━━━━━ DOCUMENT EXTRACT
Convergence of the best cost function value across optimization iterations for PSO (blue), WOA (red), and GOA (green); inset highlights iterations 400–1000.
Figure 15 further details the optimization dynamics by plotting the entire population of evaluated solutions over time, explicitly separating collision-free candidates from colliding ones or each optimizer (PSO in blue, WOA in green, and GOA in magenta). The upper panel shows the distribution of colliding samples , where cost values remain in a high range and exhibit limited improvement. The lower panel reports the feasible region , where solutions concentrate within a narrow low-cost band and the refinement process takes place. In both panels, markers represent individual evaluated particles/agents, while the thick solid curves depict the smoothed trend of the population. The broken y-axis is used to emphasize the large numerical gap between the colliding and collision-free regimes and to improve the readability of late-stage improvements in the feasible band.
The trend of the feasible subset clearly differentiates the optimizers: PSO exhibits the steepest and most sustained decrease in the trend, indicating consistent late-stage improvement once feasibility is reached; WOA also reduces the feasible cost over time but with a milder slope, suggesting slower exploitation; and GOA shows the weakest improvement, with a comparatively flat feasible trend that aligns with its higher best-cost values. Overall, this distribution-level view reinforces the convergence curves by showing that PSO not only attains the best final solution but also maintains a stronger refinement tendency within the collision-free basin, while WOA and especially GOA display progressively less effective improvement in the feasible region.
Cost-function scatter of all evaluated candidates over iterations (PSO/WOA/GOA), split into infeasible (fcost>1) and feasible (fcost<1) regimes.
Figure 16 translates the collision-free optimization outcomes into an execution-oriented metric by mapping the feasible subset into the corresponding trajectory execution time. In this view, lower values indicate faster motions, and the curves reveal how each optimizer improves time efficiency as the search progresses over the one-hour budget. WOA (red) exhibits the earliest rapid decrease, reaching a low-time basin relatively quickly, while PSO (blue) shows a more delayed but stronger late-stage refinement, eventually converging to the best final execution time. In contrast, GOA (green) remains comparatively flat and higher throughout the run, indicating limited improvement in time efficiency once feasibility is achieved. The dashed line represents the minimum theoretical time obtained from the straight-line translation between the pick and place positions (ignoring obstacles and reorientation), highlighting the performance gap imposed by the rack constraints and the required cooperative manipulation.
━━━━━━━━━━
━━━━━ DATA ROWS
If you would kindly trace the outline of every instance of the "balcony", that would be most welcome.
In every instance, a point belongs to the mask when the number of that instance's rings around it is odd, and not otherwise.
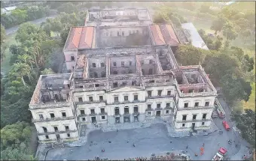
[[[148,108],[146,109],[146,111],[154,111],[154,109],[152,108]]]
[[[100,112],[100,113],[99,114],[99,115],[108,115],[108,114],[107,114],[107,112]]]
[[[85,117],[87,115],[86,115],[86,114],[80,114],[78,117]]]
[[[211,121],[211,119],[176,121],[176,123]]]
[[[134,115],[134,116],[137,116],[137,115],[139,115],[139,112],[134,112],[133,113],[133,115]]]
[[[107,103],[107,100],[93,100],[93,101],[81,101],[76,102],[76,105],[84,105],[84,104],[93,104],[93,103]]]
[[[177,110],[182,111],[182,110],[211,109],[214,108],[215,108],[214,106],[197,106],[197,107],[177,108]]]
[[[43,133],[39,133],[37,132],[38,136],[44,136],[44,135],[50,135],[50,134],[59,134],[59,133],[75,133],[77,132],[76,130],[69,130],[66,131],[53,131],[53,132],[43,132]]]
[[[145,100],[132,100],[132,101],[129,101],[129,100],[125,100],[123,102],[114,102],[114,103],[106,103],[107,105],[117,105],[117,104],[127,104],[127,103],[145,103]]]
[[[62,118],[45,118],[45,119],[34,119],[32,118],[32,122],[47,122],[47,121],[63,121],[63,120],[72,120],[74,119],[74,116],[71,117],[62,117]]]

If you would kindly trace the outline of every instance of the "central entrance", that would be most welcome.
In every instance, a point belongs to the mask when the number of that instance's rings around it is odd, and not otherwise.
[[[161,111],[157,111],[157,116],[161,116]]]

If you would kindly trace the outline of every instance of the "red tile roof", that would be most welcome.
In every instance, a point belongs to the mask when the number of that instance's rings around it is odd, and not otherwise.
[[[180,43],[171,25],[152,25],[150,28],[156,45],[178,46]]]
[[[166,44],[161,31],[157,25],[150,25],[154,42],[156,45],[164,45]]]
[[[93,27],[72,27],[65,49],[92,48],[93,32]]]

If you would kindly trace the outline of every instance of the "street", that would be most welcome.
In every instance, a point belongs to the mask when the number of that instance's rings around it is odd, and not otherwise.
[[[219,118],[217,118],[219,119]],[[221,126],[221,120],[217,121],[218,127],[224,132],[212,133],[209,136],[197,136],[184,138],[171,138],[167,135],[167,130],[164,124],[157,124],[151,127],[125,130],[103,133],[95,130],[89,133],[88,142],[81,147],[66,148],[62,149],[50,150],[46,160],[74,160],[108,158],[109,160],[123,160],[129,157],[147,157],[151,154],[172,152],[174,151],[186,151],[188,145],[188,154],[192,160],[212,160],[221,147],[227,150],[227,156],[236,154],[240,147],[235,148],[235,143],[229,145],[229,139],[238,142],[233,131],[226,131]],[[111,143],[108,142],[111,142]],[[127,143],[127,141],[129,142]],[[172,141],[172,143],[170,142]],[[92,145],[90,146],[92,142]],[[220,143],[218,145],[218,143]],[[136,147],[133,144],[136,145]],[[200,155],[200,148],[205,144],[204,154]],[[104,153],[101,152],[105,149]],[[194,154],[197,153],[198,157]]]

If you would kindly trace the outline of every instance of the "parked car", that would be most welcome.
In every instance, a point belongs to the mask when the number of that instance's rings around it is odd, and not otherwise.
[[[208,34],[208,36],[212,37],[215,37],[215,35],[213,34]]]
[[[223,121],[222,124],[224,127],[225,130],[227,130],[227,131],[230,130],[230,125],[228,125],[228,124],[226,121]]]

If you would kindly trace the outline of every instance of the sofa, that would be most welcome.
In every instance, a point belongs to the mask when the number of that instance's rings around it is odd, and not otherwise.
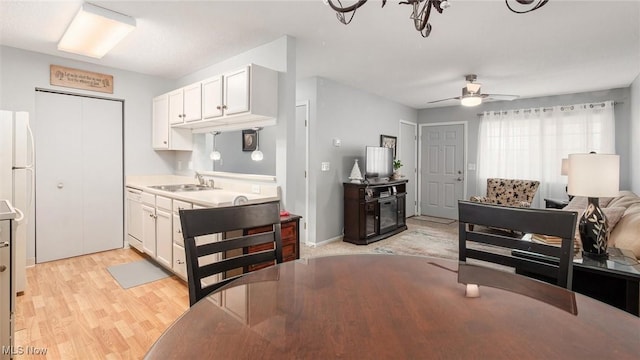
[[[620,191],[613,198],[600,198],[600,208],[609,224],[609,247],[627,249],[640,259],[640,197],[631,191]],[[587,198],[574,197],[563,211],[576,211],[582,214],[587,207]],[[576,227],[576,245],[580,235]]]
[[[487,195],[472,196],[471,201],[514,207],[531,207],[539,181],[518,179],[487,179]]]

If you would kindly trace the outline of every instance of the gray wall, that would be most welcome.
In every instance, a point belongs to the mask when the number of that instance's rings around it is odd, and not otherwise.
[[[415,122],[417,111],[319,77],[298,81],[297,99],[310,103],[309,241],[321,243],[343,234],[342,183],[354,159],[363,164],[365,146],[379,146],[381,134],[398,136],[399,121]],[[320,171],[322,162],[330,163],[329,171]]]
[[[631,154],[631,190],[640,195],[640,75],[631,84],[631,131],[629,142]]]
[[[468,123],[468,159],[465,163],[475,164],[478,149],[478,127],[480,117],[484,111],[527,109],[535,107],[550,107],[556,105],[570,105],[590,102],[613,100],[616,117],[616,153],[620,155],[620,189],[631,188],[631,98],[629,88],[593,91],[579,94],[547,96],[540,98],[518,99],[514,101],[487,102],[479,106],[467,108],[464,106],[448,106],[434,109],[423,109],[418,112],[418,123],[440,123],[466,121]],[[477,195],[477,172],[467,170],[467,194]]]

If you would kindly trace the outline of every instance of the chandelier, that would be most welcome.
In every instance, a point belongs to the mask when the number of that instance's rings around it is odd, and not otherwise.
[[[524,14],[539,9],[549,0],[505,0],[505,4],[509,10],[517,14]],[[356,10],[367,3],[367,0],[358,0],[355,4],[343,6],[342,0],[325,0],[329,6],[336,12],[338,20],[347,25],[353,20]],[[382,0],[382,7],[387,4],[387,0]],[[420,32],[422,37],[428,37],[431,34],[431,24],[429,16],[431,9],[435,9],[442,14],[451,4],[447,0],[405,0],[399,4],[411,5],[411,15],[409,18],[413,21],[416,30]]]

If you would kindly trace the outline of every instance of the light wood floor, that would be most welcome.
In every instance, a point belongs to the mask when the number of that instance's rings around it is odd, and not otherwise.
[[[142,258],[118,249],[28,268],[27,291],[17,297],[15,345],[44,348],[48,359],[142,358],[189,308],[187,285],[175,276],[125,290],[107,271]]]

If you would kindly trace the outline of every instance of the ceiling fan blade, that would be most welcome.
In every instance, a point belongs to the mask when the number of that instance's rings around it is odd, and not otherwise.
━━━━━━━━━━
**AIM:**
Answer these questions from the optimizer comparison text:
1. What is the broken y-axis in Figure 15 used to emphasize?
2. Which optimizer shows the earliest rapid decrease in execution time?
3. What does the dashed line in Figure 16 represent?

**COMPLETE ANSWER:**
1. The large numerical gap between the colliding and collision-free regimes.
2. WOA.
3. The minimum theoretical time obtained from the straight-line translation between the pick and place positions, ignoring obstacles and reorientation.